>> Begin MATERIALS PROVIDED

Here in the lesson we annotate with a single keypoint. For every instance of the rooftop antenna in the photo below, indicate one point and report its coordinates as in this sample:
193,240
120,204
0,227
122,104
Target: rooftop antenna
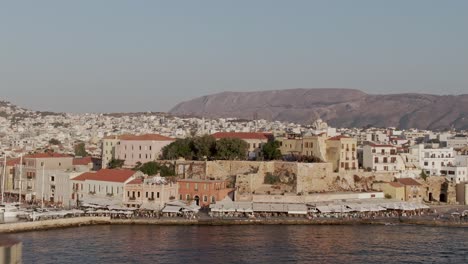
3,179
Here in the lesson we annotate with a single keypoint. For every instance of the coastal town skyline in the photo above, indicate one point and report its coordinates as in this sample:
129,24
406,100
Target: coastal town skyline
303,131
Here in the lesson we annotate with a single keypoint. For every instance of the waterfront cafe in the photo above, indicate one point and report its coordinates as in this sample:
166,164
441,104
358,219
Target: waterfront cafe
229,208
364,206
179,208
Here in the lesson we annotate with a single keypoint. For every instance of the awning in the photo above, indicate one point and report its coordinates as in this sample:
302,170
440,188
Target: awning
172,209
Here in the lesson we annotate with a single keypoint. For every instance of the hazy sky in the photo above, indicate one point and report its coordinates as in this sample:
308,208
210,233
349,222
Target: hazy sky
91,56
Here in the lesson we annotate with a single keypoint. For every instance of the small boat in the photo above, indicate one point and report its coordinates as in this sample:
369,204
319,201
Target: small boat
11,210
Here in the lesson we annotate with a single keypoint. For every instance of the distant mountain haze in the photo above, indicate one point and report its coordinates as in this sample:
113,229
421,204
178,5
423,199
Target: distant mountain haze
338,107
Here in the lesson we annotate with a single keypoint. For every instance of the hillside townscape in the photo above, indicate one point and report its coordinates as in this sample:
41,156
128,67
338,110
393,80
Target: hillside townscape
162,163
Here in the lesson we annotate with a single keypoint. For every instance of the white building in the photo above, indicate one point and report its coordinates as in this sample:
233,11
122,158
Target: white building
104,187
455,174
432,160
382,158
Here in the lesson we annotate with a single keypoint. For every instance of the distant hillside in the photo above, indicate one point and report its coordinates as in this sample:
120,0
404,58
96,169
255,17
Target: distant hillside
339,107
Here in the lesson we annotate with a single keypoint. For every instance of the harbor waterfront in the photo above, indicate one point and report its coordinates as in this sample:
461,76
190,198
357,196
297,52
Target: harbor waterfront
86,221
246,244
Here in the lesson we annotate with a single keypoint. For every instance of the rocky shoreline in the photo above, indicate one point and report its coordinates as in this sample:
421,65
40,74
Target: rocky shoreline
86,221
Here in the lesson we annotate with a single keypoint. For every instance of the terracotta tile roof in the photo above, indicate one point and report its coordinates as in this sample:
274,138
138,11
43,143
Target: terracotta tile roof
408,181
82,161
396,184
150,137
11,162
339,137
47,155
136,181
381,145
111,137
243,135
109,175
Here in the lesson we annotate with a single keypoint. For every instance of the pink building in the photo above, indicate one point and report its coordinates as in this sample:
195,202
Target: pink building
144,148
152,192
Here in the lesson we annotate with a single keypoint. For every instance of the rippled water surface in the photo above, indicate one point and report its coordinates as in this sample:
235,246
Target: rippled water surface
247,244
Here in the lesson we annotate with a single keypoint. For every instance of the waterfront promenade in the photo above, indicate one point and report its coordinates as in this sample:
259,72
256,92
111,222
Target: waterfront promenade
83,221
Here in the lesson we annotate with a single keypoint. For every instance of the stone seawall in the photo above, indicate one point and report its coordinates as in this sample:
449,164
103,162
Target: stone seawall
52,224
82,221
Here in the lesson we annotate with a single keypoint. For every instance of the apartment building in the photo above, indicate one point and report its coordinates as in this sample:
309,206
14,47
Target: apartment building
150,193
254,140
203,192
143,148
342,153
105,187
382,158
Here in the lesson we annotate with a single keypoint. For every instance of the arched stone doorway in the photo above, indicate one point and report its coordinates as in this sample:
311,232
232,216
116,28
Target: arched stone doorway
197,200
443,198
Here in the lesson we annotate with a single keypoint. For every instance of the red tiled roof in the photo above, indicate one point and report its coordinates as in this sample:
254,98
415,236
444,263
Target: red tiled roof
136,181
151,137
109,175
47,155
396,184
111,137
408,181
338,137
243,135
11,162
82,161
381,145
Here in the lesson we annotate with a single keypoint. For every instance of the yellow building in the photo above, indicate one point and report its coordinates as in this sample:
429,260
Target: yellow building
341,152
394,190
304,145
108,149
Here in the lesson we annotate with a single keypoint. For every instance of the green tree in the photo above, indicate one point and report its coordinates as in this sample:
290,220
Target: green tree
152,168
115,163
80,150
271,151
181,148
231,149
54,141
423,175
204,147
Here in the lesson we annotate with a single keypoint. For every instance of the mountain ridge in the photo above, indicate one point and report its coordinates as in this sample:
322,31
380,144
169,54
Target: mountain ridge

>> End MATERIALS PROVIDED

--- SET EXERCISE ---
Duplicate all of the lines above word for word, omitting the pictures.

--- WRITTEN ANSWER ---
Here in the lesson we annotate with a single keypoint. For every instance of the rooftop antenna in the photo below, indicate one point and report its coordinates as in this sample:
193,240
120,204
0,227
122,104
Target: rooftop antenna
3,179
Here in the lesson we annotate with a single keypoint. For every instance of the coastal town skyline in the photo above, indicate one point and report its coordinates as in this sample:
129,24
406,100
Target: coastal town skyline
303,131
Here in the lesson we annotate with a single keypoint. For every instance of the waterfront cafe in the photo above, indicate one point and report its coordinates as in this sample:
166,164
441,104
358,219
Target: waterfront cafe
229,208
364,206
179,208
Here in the lesson we annotate with a single keypoint. For every instance of the awning in the photo above, indicate one point and report its coordinates as in this sample:
302,170
440,188
Target: awning
172,209
Here in the lesson we annotate with a single keypoint. For every instance of the hazy sky in the photo above, indicate one point and report its coordinates as in this sample:
308,208
210,233
349,222
Target: hazy sky
91,56
Here in the lesson we annotate with a single keypoint. For every instance of the small boat in the photo above, indicate one point and report its coordinates as in this sample:
369,204
319,201
Target: small boat
11,210
Here in the lesson we annotate with a single keypoint. For every instance of the distant mountain haze in the photo above, indicate one point and report its coordinates as in this sample:
113,229
421,204
178,5
423,199
Target: distant mountain haze
338,107
Here in the lesson we annotate with a single keypoint. For every instance of the hillside townscape in the photo above, indicate one point and report its coordinates as in this sample:
41,156
128,67
338,110
393,80
Target: hillside townscape
162,163
Here in the lesson we annotate with a single keypoint. For every instance of the white building in the photo above, indicate one point and report its coordinates as in this sample:
233,11
122,158
Target: white building
104,187
455,174
432,160
382,158
Here in the lesson we annotate with a single keypoint. For every instance of the distant hillside in the photo above, indicate one point and report its coordinates as in this sample:
120,0
404,58
96,169
255,17
Target: distant hillside
339,107
Here in the lesson we annotate with a single keypoint. For every instance of the harbor waterfront in the photo above, indicate one point and report its coordinates as in this sample:
461,76
190,198
357,196
297,52
Target: harbor waterfront
86,221
246,244
Here in the lesson we annotate with a single keypoint. For every instance of the rocky shoreline in the photo above, indicate one point and report its coordinates as in this sample:
421,65
40,74
Target: rocky shoreline
86,221
Here in the lesson we annotate with a single keypoint. For every instance of the terracotta tile roof in the photo above, indicate one point and report its coordinates as in this sample:
274,138
138,11
43,143
Target: terracotta tile roof
408,181
82,161
396,184
150,137
11,162
339,137
47,155
136,181
381,145
111,137
243,135
109,175
Here in the lesson we annotate with a single keypoint. For every instance of the pink building in the photo above, indicate one point and report its coordinates as in this sample:
195,202
Target: pink building
144,148
152,192
Here in the lesson we annotate with a single keypoint. For every instance of the rippled water surface in the photo above, indicate one point and report its coordinates as in this sample:
235,246
Target: rippled water surface
247,244
Here in the lesson we annotate with a single keypoint. For every instance of the waterfront promenade in the photo above, indicate one point and report its coordinates as in this sample:
259,72
256,92
111,222
Target: waterfront promenade
83,221
Here in the lesson we annotate with a single keypoint. For every instance of the stone seawall in the photo above, indicate one point and report its coordinates as in this sample:
449,164
103,162
Target: stone seawall
52,224
82,221
Here in the lesson we annotate with a single keypoint. For every instance of the apartment building in the photo above, indicate one point and report its coordinates as in this sample:
309,206
14,47
Target: apartment building
150,193
254,140
203,192
143,148
342,153
105,187
382,158
Here in the lesson we annotate with a single keypoint. For every instance of the arched stone doorway in the photo above, indicate one point and report its coordinates as in this sample:
311,232
232,216
116,28
Target: arched stone doorway
197,200
443,198
Here in the lesson we annotate with a single keypoint. For every instance of the red tiled roof in the photo above, indicate one point and report its coordinates as in this sample:
254,98
415,236
444,263
Target: red tiled roof
136,181
151,137
109,175
47,155
396,184
111,137
408,181
338,137
243,135
11,162
82,161
381,145
Here in the lesson we annotate with a single keypoint. For every instance of the yellow building in the photo above, indicate one point and report its coordinates as in this sample:
429,260
Target: yellow building
341,152
394,190
304,145
108,149
Here in the lesson we annotate with a single keypoint. For every instance of the green tree in the photo above, indicate one point and report its coordinates as in this sample:
290,220
Target: green tree
152,168
115,163
80,150
271,151
181,148
231,149
54,141
423,175
204,147
Here in the lesson we annotate with a single keypoint. For every instance of the mountain ridge in the photo above, indicate one point and report its coordinates as in this sample:
322,31
380,144
169,54
Target: mountain ridge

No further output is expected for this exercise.